Segmentation data:
* * * * *

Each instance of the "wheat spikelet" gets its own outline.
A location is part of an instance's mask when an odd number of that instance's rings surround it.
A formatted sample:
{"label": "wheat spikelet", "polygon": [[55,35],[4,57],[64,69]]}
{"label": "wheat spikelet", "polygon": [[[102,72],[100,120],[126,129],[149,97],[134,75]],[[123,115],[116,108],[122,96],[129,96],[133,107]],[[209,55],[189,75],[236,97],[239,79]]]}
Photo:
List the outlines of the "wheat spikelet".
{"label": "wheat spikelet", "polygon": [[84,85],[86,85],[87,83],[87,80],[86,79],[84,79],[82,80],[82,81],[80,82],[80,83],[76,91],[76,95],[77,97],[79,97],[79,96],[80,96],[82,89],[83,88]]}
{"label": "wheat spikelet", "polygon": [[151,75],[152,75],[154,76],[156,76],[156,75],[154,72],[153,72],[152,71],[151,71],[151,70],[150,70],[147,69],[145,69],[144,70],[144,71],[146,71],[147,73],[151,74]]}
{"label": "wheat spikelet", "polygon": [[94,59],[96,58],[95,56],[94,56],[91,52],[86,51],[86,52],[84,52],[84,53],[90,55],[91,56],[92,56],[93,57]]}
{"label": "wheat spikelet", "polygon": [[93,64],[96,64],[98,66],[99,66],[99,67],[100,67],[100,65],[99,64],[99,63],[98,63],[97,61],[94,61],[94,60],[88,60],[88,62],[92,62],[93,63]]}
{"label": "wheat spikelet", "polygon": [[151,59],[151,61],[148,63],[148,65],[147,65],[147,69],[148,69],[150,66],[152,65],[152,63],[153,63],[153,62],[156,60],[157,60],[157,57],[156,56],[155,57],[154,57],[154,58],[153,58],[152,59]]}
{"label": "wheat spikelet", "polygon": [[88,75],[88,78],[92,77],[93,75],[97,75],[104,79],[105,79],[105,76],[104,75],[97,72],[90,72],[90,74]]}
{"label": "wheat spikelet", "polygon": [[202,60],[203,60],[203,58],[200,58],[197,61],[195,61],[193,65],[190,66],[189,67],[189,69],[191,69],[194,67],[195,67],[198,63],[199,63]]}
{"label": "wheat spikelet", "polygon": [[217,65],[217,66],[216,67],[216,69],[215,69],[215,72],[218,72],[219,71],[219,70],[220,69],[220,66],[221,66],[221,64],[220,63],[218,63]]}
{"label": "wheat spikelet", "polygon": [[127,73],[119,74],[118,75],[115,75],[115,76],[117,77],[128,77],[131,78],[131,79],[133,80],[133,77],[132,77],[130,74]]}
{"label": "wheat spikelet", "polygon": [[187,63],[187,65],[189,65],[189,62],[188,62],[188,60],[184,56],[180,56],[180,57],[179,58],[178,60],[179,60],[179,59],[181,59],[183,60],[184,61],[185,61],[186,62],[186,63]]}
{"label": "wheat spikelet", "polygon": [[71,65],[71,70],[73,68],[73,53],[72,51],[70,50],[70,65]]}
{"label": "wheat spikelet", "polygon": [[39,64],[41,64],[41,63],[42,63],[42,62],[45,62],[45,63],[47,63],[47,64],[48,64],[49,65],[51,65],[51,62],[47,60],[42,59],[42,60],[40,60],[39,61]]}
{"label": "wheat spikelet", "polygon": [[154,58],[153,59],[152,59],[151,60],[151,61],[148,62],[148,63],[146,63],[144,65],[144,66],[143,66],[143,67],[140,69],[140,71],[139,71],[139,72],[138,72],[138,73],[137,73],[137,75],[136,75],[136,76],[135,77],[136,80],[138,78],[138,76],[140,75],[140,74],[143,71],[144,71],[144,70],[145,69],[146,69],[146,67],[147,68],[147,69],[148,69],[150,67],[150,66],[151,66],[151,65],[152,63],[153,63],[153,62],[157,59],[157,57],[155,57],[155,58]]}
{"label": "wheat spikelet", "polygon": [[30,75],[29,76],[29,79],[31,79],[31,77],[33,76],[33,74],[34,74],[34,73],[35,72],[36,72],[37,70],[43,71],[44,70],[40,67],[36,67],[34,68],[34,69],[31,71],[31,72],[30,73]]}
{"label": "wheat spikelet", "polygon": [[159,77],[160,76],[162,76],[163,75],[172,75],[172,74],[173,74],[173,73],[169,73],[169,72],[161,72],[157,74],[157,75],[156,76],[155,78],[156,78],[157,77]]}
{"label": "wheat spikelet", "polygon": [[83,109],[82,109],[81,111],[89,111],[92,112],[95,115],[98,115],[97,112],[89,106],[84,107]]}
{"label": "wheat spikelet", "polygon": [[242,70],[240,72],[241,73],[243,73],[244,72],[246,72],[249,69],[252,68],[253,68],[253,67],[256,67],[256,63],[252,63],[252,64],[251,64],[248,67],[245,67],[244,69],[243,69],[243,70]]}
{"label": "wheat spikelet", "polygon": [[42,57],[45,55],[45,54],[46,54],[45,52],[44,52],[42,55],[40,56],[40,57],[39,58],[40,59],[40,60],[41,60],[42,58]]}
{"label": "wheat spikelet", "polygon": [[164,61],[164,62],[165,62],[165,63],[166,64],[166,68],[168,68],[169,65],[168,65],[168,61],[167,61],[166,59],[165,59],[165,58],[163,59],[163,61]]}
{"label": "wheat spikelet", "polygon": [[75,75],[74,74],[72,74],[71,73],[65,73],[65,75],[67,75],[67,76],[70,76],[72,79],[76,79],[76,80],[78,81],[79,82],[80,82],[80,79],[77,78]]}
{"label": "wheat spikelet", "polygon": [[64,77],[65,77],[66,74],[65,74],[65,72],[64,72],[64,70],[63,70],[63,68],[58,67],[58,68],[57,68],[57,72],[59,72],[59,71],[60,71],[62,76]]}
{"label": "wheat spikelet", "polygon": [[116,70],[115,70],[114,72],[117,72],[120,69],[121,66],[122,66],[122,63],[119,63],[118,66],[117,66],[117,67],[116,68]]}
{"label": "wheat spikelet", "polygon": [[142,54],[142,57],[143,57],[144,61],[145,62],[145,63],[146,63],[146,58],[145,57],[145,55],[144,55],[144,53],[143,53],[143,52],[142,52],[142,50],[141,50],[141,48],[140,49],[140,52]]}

* * * * *

The task
Extract all lines as given.

Solution
Each instance of the "wheat spikelet" gets its own outline.
A location is part of an instance's mask when an odd number of that instance's rings surround it.
A formatted sample:
{"label": "wheat spikelet", "polygon": [[55,35],[4,57],[64,69]]}
{"label": "wheat spikelet", "polygon": [[[102,72],[100,120],[126,129],[149,97],[134,75]],[[123,115],[116,108],[122,96],[129,96],[133,107]],[[209,55],[189,75],[236,97],[239,79]]]}
Photo:
List the outlines of the "wheat spikelet".
{"label": "wheat spikelet", "polygon": [[84,85],[86,85],[87,83],[87,80],[86,79],[84,79],[82,80],[82,81],[80,82],[80,83],[76,91],[76,95],[77,97],[79,97],[79,96],[80,96],[82,89],[83,88]]}
{"label": "wheat spikelet", "polygon": [[151,75],[152,75],[154,76],[156,76],[156,75],[154,72],[153,72],[152,71],[151,71],[151,70],[150,70],[147,69],[145,69],[144,70],[144,71],[146,71],[147,73],[151,74]]}
{"label": "wheat spikelet", "polygon": [[94,59],[96,58],[95,56],[94,56],[91,52],[86,51],[86,52],[84,52],[84,53],[90,55],[91,56],[92,56],[93,57]]}
{"label": "wheat spikelet", "polygon": [[93,64],[96,64],[98,66],[99,66],[99,67],[100,67],[100,65],[99,64],[99,63],[98,63],[97,61],[94,61],[94,60],[88,60],[88,62],[92,62],[93,63]]}
{"label": "wheat spikelet", "polygon": [[151,59],[151,61],[148,63],[148,65],[147,65],[147,69],[148,69],[150,66],[152,65],[152,63],[153,63],[153,62],[156,60],[157,60],[157,57],[156,56],[155,57],[154,57],[154,58],[153,58],[152,59]]}
{"label": "wheat spikelet", "polygon": [[88,75],[88,78],[92,77],[93,75],[97,75],[104,79],[105,79],[105,76],[104,75],[97,72],[90,72],[90,74]]}
{"label": "wheat spikelet", "polygon": [[202,60],[203,60],[203,58],[200,58],[197,61],[195,61],[193,65],[190,66],[189,67],[189,69],[191,69],[194,67],[195,67],[198,63],[199,63]]}
{"label": "wheat spikelet", "polygon": [[217,65],[217,66],[216,67],[216,69],[215,69],[215,72],[218,72],[219,71],[219,70],[220,69],[220,66],[221,66],[221,64],[220,63],[218,63]]}
{"label": "wheat spikelet", "polygon": [[127,73],[119,74],[118,75],[115,75],[115,76],[117,77],[128,77],[131,78],[131,79],[133,80],[133,77],[132,77],[130,74]]}
{"label": "wheat spikelet", "polygon": [[187,63],[187,65],[189,65],[189,62],[188,62],[188,60],[184,56],[180,56],[180,57],[179,58],[178,60],[179,60],[179,59],[181,59],[183,60],[184,61],[185,61],[186,62],[186,63]]}
{"label": "wheat spikelet", "polygon": [[71,65],[71,70],[73,68],[73,53],[72,51],[70,50],[70,65]]}
{"label": "wheat spikelet", "polygon": [[39,64],[41,64],[41,63],[42,63],[42,62],[45,62],[45,63],[47,63],[47,64],[48,64],[49,65],[51,65],[51,62],[47,60],[42,59],[42,60],[40,60],[39,61]]}
{"label": "wheat spikelet", "polygon": [[154,58],[153,59],[152,59],[151,60],[151,61],[148,62],[148,63],[146,63],[144,65],[144,66],[143,66],[143,67],[140,69],[140,71],[139,71],[139,72],[138,72],[138,73],[137,73],[137,75],[136,75],[136,76],[135,77],[136,80],[138,78],[138,76],[140,75],[140,74],[143,71],[144,71],[144,70],[145,69],[146,69],[146,67],[147,68],[147,69],[148,69],[150,67],[150,66],[151,66],[151,65],[152,63],[153,63],[153,62],[157,59],[157,57],[155,57],[155,58]]}
{"label": "wheat spikelet", "polygon": [[30,75],[29,76],[29,79],[31,79],[31,77],[33,76],[33,74],[34,74],[34,73],[35,72],[36,72],[37,70],[43,71],[44,70],[40,67],[36,67],[34,68],[34,69],[31,71],[31,72],[30,73]]}
{"label": "wheat spikelet", "polygon": [[159,77],[160,76],[162,76],[163,75],[172,75],[172,74],[173,74],[173,73],[169,73],[169,72],[161,72],[157,74],[157,75],[156,76],[155,78],[156,78],[157,77]]}
{"label": "wheat spikelet", "polygon": [[83,109],[82,109],[81,111],[89,111],[92,112],[95,115],[98,115],[97,112],[89,106],[84,107]]}
{"label": "wheat spikelet", "polygon": [[242,70],[240,72],[241,73],[243,73],[244,72],[246,72],[249,69],[252,68],[253,68],[253,67],[256,67],[256,63],[252,63],[252,64],[251,64],[248,67],[245,67],[244,69],[243,69],[243,70]]}
{"label": "wheat spikelet", "polygon": [[42,57],[45,55],[45,54],[46,54],[45,52],[44,52],[42,55],[40,56],[40,57],[39,58],[40,59],[40,60],[41,60],[42,58]]}
{"label": "wheat spikelet", "polygon": [[164,61],[164,62],[165,62],[165,63],[166,64],[166,68],[168,68],[169,65],[168,65],[168,61],[167,61],[166,59],[165,59],[165,58],[163,59],[163,61]]}
{"label": "wheat spikelet", "polygon": [[75,75],[74,74],[72,74],[71,73],[65,73],[65,75],[67,75],[67,76],[70,76],[72,79],[76,79],[76,80],[78,81],[79,82],[80,82],[80,79],[77,78]]}
{"label": "wheat spikelet", "polygon": [[64,77],[65,77],[66,74],[65,74],[65,72],[64,72],[64,70],[63,70],[63,68],[58,67],[58,68],[57,68],[57,72],[59,72],[59,71],[60,71],[62,76]]}
{"label": "wheat spikelet", "polygon": [[116,70],[115,70],[114,72],[117,72],[120,69],[121,66],[122,66],[122,63],[119,63],[118,66],[117,66],[117,67],[116,68]]}
{"label": "wheat spikelet", "polygon": [[142,54],[142,57],[143,57],[144,61],[145,62],[145,63],[146,63],[146,58],[145,57],[145,55],[144,55],[144,53],[143,53],[143,52],[142,52],[142,50],[141,50],[141,48],[140,49],[140,52]]}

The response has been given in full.